__TASK DIRECTIONS__:
Each entry should be repeated exactly. Its pictures should not be.

__MATERIALS PROVIDED__:
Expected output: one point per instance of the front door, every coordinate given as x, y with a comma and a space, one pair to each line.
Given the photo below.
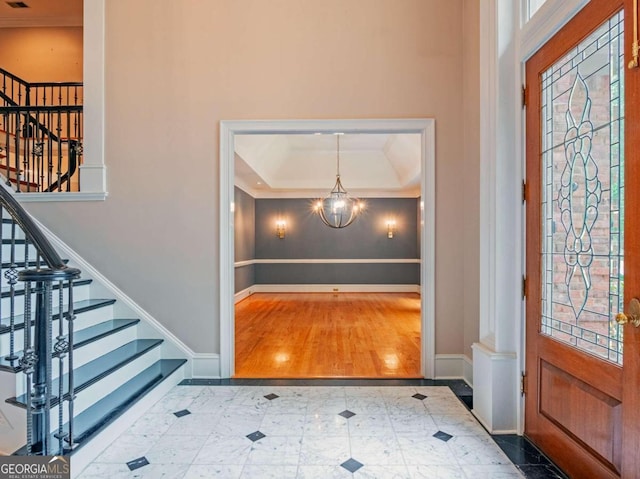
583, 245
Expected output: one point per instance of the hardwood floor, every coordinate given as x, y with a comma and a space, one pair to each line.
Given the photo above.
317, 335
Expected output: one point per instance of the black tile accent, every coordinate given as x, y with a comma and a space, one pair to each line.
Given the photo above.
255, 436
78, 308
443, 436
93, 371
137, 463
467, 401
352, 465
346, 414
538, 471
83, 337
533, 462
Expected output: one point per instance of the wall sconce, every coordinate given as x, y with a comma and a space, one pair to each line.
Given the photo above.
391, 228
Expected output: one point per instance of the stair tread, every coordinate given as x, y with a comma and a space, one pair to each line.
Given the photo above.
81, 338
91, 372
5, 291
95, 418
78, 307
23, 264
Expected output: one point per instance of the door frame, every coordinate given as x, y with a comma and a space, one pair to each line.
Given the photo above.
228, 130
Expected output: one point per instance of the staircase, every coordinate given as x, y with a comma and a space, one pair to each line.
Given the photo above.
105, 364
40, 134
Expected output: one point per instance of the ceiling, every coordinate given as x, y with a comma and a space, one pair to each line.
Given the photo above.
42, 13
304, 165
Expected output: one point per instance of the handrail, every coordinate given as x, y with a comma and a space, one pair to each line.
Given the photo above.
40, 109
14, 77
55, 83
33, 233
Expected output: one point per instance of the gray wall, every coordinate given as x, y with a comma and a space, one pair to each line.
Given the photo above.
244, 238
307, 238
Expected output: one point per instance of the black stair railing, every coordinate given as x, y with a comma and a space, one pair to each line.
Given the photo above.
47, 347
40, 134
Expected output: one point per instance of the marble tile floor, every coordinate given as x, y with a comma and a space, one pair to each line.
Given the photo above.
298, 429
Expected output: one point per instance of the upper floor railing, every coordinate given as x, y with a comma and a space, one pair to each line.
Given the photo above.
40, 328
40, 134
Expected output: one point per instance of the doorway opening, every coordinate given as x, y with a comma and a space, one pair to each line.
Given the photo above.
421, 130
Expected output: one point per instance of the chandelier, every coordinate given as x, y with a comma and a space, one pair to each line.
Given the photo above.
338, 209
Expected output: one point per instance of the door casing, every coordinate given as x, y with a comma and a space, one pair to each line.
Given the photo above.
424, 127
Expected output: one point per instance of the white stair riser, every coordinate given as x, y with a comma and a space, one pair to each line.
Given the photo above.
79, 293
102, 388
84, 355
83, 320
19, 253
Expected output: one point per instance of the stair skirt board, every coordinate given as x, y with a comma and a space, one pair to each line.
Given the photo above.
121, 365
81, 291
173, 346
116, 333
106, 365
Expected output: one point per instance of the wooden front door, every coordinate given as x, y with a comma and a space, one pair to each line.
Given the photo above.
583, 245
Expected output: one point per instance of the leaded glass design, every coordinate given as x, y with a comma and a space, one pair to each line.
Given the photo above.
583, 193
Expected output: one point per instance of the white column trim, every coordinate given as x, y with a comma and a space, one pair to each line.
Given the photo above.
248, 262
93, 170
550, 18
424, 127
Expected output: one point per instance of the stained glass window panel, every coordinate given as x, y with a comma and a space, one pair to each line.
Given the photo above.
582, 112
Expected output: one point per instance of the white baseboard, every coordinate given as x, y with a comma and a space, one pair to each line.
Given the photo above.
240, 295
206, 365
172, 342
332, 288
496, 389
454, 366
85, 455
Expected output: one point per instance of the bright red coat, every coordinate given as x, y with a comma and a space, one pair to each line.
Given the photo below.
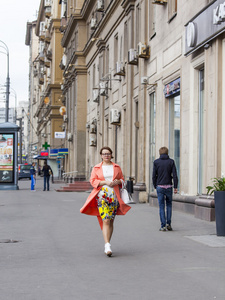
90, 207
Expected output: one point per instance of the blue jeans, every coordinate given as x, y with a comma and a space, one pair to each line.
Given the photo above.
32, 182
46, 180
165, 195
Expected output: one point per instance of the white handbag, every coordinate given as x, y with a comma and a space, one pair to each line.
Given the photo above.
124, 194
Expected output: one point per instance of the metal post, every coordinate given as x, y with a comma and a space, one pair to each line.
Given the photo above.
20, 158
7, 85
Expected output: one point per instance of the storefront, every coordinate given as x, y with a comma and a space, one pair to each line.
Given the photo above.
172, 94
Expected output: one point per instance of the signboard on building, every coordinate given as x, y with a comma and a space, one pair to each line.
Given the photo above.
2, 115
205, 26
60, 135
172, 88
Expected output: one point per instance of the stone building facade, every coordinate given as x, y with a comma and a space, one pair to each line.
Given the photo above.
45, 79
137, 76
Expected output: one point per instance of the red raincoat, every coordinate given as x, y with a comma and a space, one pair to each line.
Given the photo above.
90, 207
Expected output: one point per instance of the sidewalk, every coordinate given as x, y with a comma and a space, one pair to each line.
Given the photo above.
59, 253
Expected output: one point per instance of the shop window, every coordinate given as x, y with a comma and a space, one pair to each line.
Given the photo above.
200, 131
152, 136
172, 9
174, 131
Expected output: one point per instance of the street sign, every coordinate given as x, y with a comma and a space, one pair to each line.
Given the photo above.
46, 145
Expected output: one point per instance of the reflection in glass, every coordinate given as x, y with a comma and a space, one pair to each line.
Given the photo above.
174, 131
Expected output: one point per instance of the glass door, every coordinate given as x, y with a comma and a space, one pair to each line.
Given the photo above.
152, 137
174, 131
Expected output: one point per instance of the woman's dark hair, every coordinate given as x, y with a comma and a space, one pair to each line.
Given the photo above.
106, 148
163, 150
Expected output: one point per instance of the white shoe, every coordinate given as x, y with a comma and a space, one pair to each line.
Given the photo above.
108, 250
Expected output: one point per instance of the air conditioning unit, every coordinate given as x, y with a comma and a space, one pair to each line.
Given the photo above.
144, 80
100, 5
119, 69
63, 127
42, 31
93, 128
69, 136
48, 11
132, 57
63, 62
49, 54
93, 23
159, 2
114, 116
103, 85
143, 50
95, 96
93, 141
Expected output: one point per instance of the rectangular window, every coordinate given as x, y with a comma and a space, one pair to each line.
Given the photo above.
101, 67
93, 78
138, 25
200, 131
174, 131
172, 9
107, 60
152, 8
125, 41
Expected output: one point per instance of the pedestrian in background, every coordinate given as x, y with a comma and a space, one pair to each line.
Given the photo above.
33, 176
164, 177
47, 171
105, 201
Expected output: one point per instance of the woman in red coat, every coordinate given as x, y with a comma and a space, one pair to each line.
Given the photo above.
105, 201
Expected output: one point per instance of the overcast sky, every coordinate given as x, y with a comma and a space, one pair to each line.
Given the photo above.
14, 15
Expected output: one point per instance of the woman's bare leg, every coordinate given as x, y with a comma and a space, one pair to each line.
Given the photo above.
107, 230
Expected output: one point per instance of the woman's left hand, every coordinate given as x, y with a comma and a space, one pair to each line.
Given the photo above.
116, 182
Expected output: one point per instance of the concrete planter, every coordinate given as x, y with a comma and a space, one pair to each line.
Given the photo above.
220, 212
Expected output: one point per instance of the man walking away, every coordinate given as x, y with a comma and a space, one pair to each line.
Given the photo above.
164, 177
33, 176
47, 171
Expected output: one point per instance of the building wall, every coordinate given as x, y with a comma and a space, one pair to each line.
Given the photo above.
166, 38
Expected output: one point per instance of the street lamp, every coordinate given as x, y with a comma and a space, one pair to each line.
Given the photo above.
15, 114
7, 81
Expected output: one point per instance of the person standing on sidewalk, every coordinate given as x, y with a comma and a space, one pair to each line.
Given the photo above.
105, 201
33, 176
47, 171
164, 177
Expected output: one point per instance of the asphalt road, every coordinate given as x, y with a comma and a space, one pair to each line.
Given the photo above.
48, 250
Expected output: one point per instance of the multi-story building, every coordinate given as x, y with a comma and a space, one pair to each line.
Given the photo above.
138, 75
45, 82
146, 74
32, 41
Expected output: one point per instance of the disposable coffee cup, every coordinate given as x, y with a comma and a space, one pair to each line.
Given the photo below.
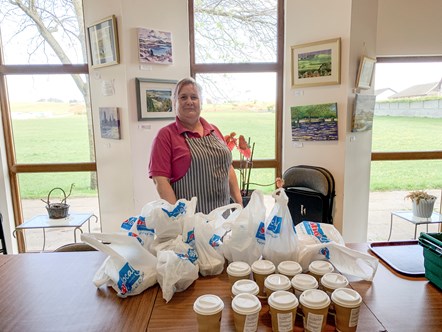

__WRITTEN REPLY__:
Expected output: one point per instance of the front door, every coordinate given as x, y with a comma and a space, one pair to each line.
Given the photo below.
583, 245
Expected output: one point per instance of the hardwood floor, every coordinate given as x, y with a comma and a space, one pair to each line.
Given the photo above.
317, 335
Expected output: one point per instance of the black tile accent, every coordinate given as x, y with a comma and a space, one pair to each line.
Given the photo above.
255, 436
78, 308
443, 436
93, 371
137, 463
467, 401
352, 465
346, 414
538, 471
83, 337
533, 462
Expected output: one point per instance of the wall sconce, every coordinate given as x, y with a comma and a space, one pair to each line.
Given the photo above.
391, 228
Expected output: one point per instance of the stair tread, every coordinate given as x, y with a comma and a space, one pair to each line.
Given the photo above.
81, 338
91, 372
5, 291
95, 418
78, 307
23, 264
Expected output: one point per instance of the door frame, every coordinate given as x, y with a comma and a space, one pair to each line.
Given the photo above.
228, 130
Expected output: one point per instance of the staircase, every coordinate given as x, y with a comma and a space, one pair to each line.
Given the photo above.
105, 364
40, 134
Expected output: one point per instance of the ceiling, every coordinate given as x, y with a comma and a space, one pair to each line.
Given the photo above.
42, 13
304, 165
Expected output: one point per instance of the handrail, every coordinate given as x, y with a comma and a space, one pair to each line.
Given the photo above.
40, 109
14, 77
55, 83
33, 233
Expected output: one point per instance of the gray wall, every coordinate given as x, y with a comma and a space, one pair to each line.
Given the photo above.
244, 238
307, 238
Expected output: one point per instance of the black stair railing, every coordinate given as x, y with a comma and a space, one pair to each line.
Given the photo above.
47, 347
40, 134
Expected output: one point per instance of the marble tile floor, every coordinate given as x, y with a comma and a space, one pair to each line.
Given the photo above.
298, 429
Expected output: one point per instance of the upper floor railing, every coordinate given as x, y with a comma and a space, one pair to each line.
Given the photo above.
40, 328
40, 134
Expected output: one point per instance of the doorway opening, every coordinate given as x, y with a comma and a space, one pair to each line.
Given the photo above.
421, 130
Expected output: one point per instance of the chandelier, every coordinate given as x, y with a comma and a space, one pair to each line.
Given the photo above.
338, 209
Expected output: one point per instance of the door casing, every coordinate given as x, y with a comma and a space, one pair to each line.
Given the photo above.
424, 127
Expected output: one point per instance of the white stair riser, every coordinate given as x, y with a comma and a space, one pair to each line.
Given the photo above.
79, 293
102, 388
84, 355
83, 320
19, 253
Expected output: one point per instance of the stair skirt board, every coordinate given as x, y with a comma and a space, one pair to each line.
Given the photo above.
121, 365
81, 291
173, 346
116, 333
106, 365
Expected output: one point per instance of the wooden front door, every coordinate given as x, y with a comma and a space, one pair to each line.
Given the photo above.
583, 245
Expected output: one point per instance of the leaded glass design, every coordinate given as x, y with a comma and a space, one pair to each line.
Given the photo above.
583, 193
Expected output: one point per instance of the white column trim, every coordinate given as x, y with a comma and a space, one pair to each line.
Given the photo above.
248, 262
93, 170
550, 18
424, 127
Expected output: one point per instance of the stained glass window panel, every coordinate given as x, y with a comma and a space, one pair to each line.
Given the photo above.
582, 112
Expected output: one point per instance of the white baseboard, every coordinate given as x, y with a comma and a space, one pair to each line.
Given the photo above.
240, 295
206, 365
172, 342
332, 288
496, 389
454, 366
85, 455
Expected output: one point per instance of the bright red coat, every coordinate given as x, y with a comma and a space, one pair to each line.
Given the photo below.
90, 207
Expected output: one point per instance of the blue jeans, every coordinate given as x, y with a comma and a space, one pair to each line.
Given the photo above.
32, 182
46, 180
165, 195
Expected output: one point per instance of the white handbag, every coordinate given as x, y with a comma and a space, one pair to each line.
Given the photo above.
124, 194
Expected output: one point per instance of the metal post, every coordinate given as x, y with a comma and a space, one pair to each line.
Given the photo above.
20, 158
7, 85
Expected output: one point per instance of the storefront, every coordinate given as x, y with a comma and a space, one pair to each line.
Given the photo above.
172, 94
Expected output: one point per instance of the signboard on building, every coordinate given as x, y with a comma and a space, one pair to each line.
Given the photo above.
2, 115
205, 26
60, 135
172, 88
Expected output: one point per instance of the stone building facade, every coordinate given as x, y with a comma and a space, one pair to each line.
Given the photo above.
45, 79
137, 76
Expected output: one point per instance of the red raincoat, every coordinate given as x, y with a comma and a space, one pair to each line.
Given the photo above.
90, 207
Expected output: one point per instance of the sidewalk, every coordinate given as x, y with a comma and a space, one pair to each line.
Given the photo above.
59, 253
Expected output: one point per instance of the shop window, every coordinate given as x, y with a comma and a space, one pair to each line.
Given the photo above.
200, 131
152, 136
172, 9
174, 131
Expected output: one point per instance of the street sign, every coordinate given as x, y with a comma and a space, one pair to each line.
Given the photo above.
46, 145
Expected output: one point per instance of the reflection in glass, every coordinate given as x, y with a comma and a space, one pair to each line.
Given the photo above.
174, 131
Expected output: one point per instance of the glass door, every coordinate given as x, y with a comma and a space, one pair to each line.
Given the photo above.
152, 137
174, 131
Expected output: one point per instance of the woman's dark hair, every coordinate given as x, y with a comma and a space, one pair to each line.
Given the photo above.
106, 148
163, 150
Expected output: one point per instance of the white shoe, every coordinate given as x, y with a comma and a space, one pair to each line.
Given the photo above.
108, 250
Expected output: one point per instance of the air conditioning unit, every coordinate given as x, y with a comma and a space, one pair to each line.
Given the photo above.
144, 80
100, 5
119, 69
63, 127
42, 31
93, 128
69, 136
48, 11
132, 57
63, 62
49, 54
93, 23
159, 2
114, 116
103, 85
143, 50
95, 96
93, 141
Expected output: one point per instance of the rectangular window, every coordinate given as x, y with a comma and a space, one pair to each line.
Given the photo above.
101, 67
93, 78
138, 25
200, 131
174, 131
172, 9
107, 60
152, 8
125, 41
Expected output: one point per instance of the pedestrian in background, every coordinate given as x, y with a comma and a space, one pair to each line.
Given the photo above.
33, 176
164, 177
47, 171
105, 201
Expected output: one point per instance of the woman in red coat, every coordinate given as x, y with a comma and a space, one pair to each line.
Given the photo above.
105, 201
Expected output: one point per instance of the overcast sky, every coordinate given as x, y with a comma and a space, one pair to each line.
Given the photo above.
14, 15
Expected output: one point per instance of the woman's bare leg, every coordinate given as x, y with a comma and a space, one pair to each line.
Given the photo above.
107, 230
Expected output: one point per instance of the woman's left hand, every coordinate given as x, y with a comma and a space, one pair to each line.
Given the photo above.
116, 182
Expected output: one point per instance of the concrete planter, every coordinate given as x, y with a comma and a space, one pair to each line.
Given the photo above.
220, 212
Expected output: one point per instance of the man walking away, every coordinate given as x, y with a comma and a space, one pair to each line.
Given the photo above.
164, 177
33, 176
47, 171
Expected output: one point per instance of the building wall, every coordinate given as x, y with a comma and a space, one pair to each line.
Given the photo above.
166, 38
Expected output: one point per instance of the street lamp, every coordinate given as x, y with a comma and a space, one pair to each line.
Given the photo above.
15, 114
7, 81
Expected output: one point per instance of the person standing on sidewalk, every coordinate given as x, y with a comma and a space, one pair to each line.
Given the photo above.
105, 201
33, 176
47, 171
164, 177
Expected output: one point per instance of the asphalt road, every coordinate given as x, y with a comma and a space, one pair to each line.
Given the photo above.
48, 250
Expected output: one point per instance of the multi-story building, every coordinate given as x, y with a comma and a space, one pair to each line.
Given the photo above.
138, 75
45, 82
146, 74
32, 41
Expected output: one point per instance of the disposable coffee cup, every coordinate given as x, y with a comma and a space, one pair to each line.
Given the photo below.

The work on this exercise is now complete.